───── Supplied records

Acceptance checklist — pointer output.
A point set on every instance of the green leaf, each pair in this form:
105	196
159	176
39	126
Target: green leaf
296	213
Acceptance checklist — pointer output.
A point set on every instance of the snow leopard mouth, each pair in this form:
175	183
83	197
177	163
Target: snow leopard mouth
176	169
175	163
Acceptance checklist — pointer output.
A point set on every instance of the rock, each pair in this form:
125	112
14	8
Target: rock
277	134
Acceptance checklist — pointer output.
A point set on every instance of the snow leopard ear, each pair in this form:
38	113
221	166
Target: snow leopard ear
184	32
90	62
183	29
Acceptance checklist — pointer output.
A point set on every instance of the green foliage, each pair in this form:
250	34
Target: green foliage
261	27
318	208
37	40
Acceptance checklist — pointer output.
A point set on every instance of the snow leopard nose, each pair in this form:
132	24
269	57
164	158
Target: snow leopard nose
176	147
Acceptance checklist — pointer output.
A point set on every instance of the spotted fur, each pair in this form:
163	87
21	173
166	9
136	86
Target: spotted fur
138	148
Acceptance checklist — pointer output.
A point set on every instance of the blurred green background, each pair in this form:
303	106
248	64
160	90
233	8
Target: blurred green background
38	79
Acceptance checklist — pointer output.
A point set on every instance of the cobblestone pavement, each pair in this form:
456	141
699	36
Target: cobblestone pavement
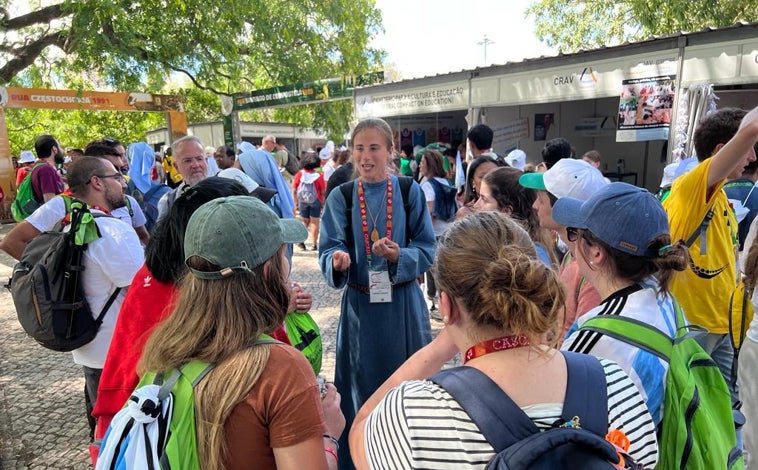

──────────

Skip the pictures, then retype every line above exactly.

Solution for this problem:
Acceptance checklist — pointer output.
A point set on every instance of the green leaf, each pair in this form:
105	196
159	176
39	126
Target: green leaf
296	213
Acceptance checklist — pointer output.
A point set on every instance of the snow leopard mouth, each pair in this form:
175	183
83	197
177	163
Target: snow leopard mouth
176	169
175	163
Acceptance checklist — pointer output.
A point set on every instance of the rock, each pair in this form:
125	112
14	8
Target: rock
277	134
Acceptance checklist — pointer output.
A point set on every instance of the snow leopard ear, each pair in this form:
38	113
221	166
Target: snow leopard ear
184	32
90	62
183	29
Acceptance checklist — pointer output.
A point set on every instance of the green foliage, each pair in this form:
250	34
Target: green foliage
261	27
318	208
37	40
Acceptance checklist — pointer output.
A point set on every instance of the snow leopard nose, each pair in this form:
132	24
269	57
164	158
Target: snow leopard nose
176	147
Acceptance checklist — pointer output.
A point set on every instance of the spotted fur, each pair in this form:
163	87
21	173
166	9
136	86
Target: spotted fur
138	148
Acceptance checklist — pointer output.
A point set on every instance of the blurred green background, each pair in this form:
303	106
248	64
160	90
233	8
Target: blurred green background
38	79
Acceptance checklist — pointer output.
A point set on every instance of the cobblestone pavement, each pair in this form:
456	141
699	36
Target: cobblestone pavement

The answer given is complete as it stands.